Saturday, November 5, 2016

Drumlins I Have Known

  A friend gave me a book called "What Should a Clever Moose Eat?" by an ecologist at U of M Duluth. It's a collection of essays about the North Woods. He starts off talking about how the landforms of this immense area were created by glaciers thousands of years ago. He presumes a basic knowledge of science so I keep a web browser open.
  Glaciation is complicated. They're still trying to figure it out. I like drumlins because they're easy to grasp. They're elongated hills in the shape of a half buried egg. They average a mile in length, a quarter mile across, and up to 150' at their high point. Now my childhood home of Boston is not quite the North Woods, but it was under a mile of ice at a time when my ancestors were steaming mussels in their stone huts back in the old country. In fact the word drumlin is Gaelic for littlest ridge.
  There are several drumlins in Boston Harbor, my favorite being Bumpkin Island off of Sunset Point in Hull. The current Google Maps satellite view shows the sandbar connecting the island and the point. When the sun and the moon are working together, the bar is exposed. It's a ten minute hike to the island and you've got close to two hours before you have to get back. When the sun and moon are in opposition, the bar is awash at low tide and you must not dally on the island. Of course with cell phones, you can always dial 911 if you get trapped.
  The aboriginal Bay Staters used to hunt on the island and harvest shellfish until the white man drove them away. The new Bay Staters farmed the island. Later a philanthropist built a hospital for crippled children so they could exercise in the fresh air. The military took Bumpkin over during WWI as a training base. The hospital burned in 1945 and eventually the island became part of the Harbor Recreation Area.  There are several campsites and a ferry runs over from the mainland in the summer.

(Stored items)

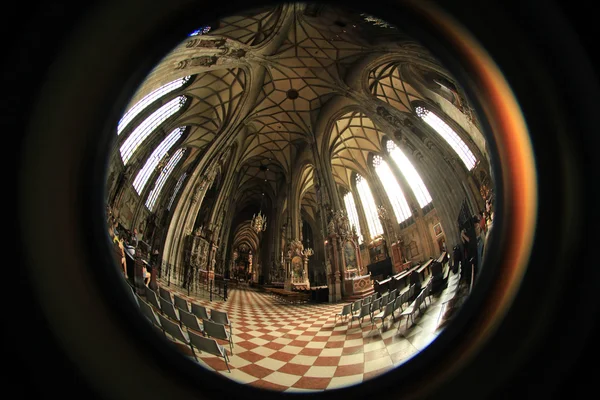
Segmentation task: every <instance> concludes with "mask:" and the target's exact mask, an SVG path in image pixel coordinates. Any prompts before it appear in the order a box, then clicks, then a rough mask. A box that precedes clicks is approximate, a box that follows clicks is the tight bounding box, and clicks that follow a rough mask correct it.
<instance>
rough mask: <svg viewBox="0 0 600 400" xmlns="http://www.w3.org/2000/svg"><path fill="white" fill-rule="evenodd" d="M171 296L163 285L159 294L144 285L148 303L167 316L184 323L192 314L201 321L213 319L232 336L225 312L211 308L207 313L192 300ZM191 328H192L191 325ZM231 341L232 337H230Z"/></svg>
mask: <svg viewBox="0 0 600 400" xmlns="http://www.w3.org/2000/svg"><path fill="white" fill-rule="evenodd" d="M172 296H173V297H171V292H170V291H168V290H167V289H164V288H163V287H159V296H157V295H156V292H154V291H153V290H152V289H150V288H148V287H146V299H148V301H149V302H150V304H152V305H153V306H154V307H155V308H157V309H158V310H161V311H162V312H164V313H165V314H166V315H167V316H168V317H169V318H171V319H173V320H175V321H179V322H181V323H185V322H184V321H185V320H187V321H193V320H194V318H193V316H195V317H197V318H198V319H200V320H203V321H204V320H207V321H213V322H216V323H217V324H222V325H225V326H226V327H228V328H229V336H230V337H231V338H233V325H232V323H231V321H230V320H229V316H228V314H227V312H225V311H219V310H214V309H212V310H210V315H209V313H208V311H207V309H206V307H204V306H203V305H200V304H197V303H194V302H189V303H188V301H187V300H186V299H184V298H182V297H180V296H178V295H177V294H173V295H172ZM190 305H191V306H190ZM190 314H193V315H190ZM182 319H183V320H182ZM192 324H193V322H192ZM192 329H194V328H193V327H192ZM231 342H232V343H233V339H231Z"/></svg>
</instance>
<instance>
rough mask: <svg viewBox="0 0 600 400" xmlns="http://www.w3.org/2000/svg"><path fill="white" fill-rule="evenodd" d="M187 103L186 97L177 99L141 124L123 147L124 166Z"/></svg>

▶ **Exercise details**: In the post about drumlins, what does the word "drumlin" mean in Gaelic?

▶ **Solution**: Littlest ridge.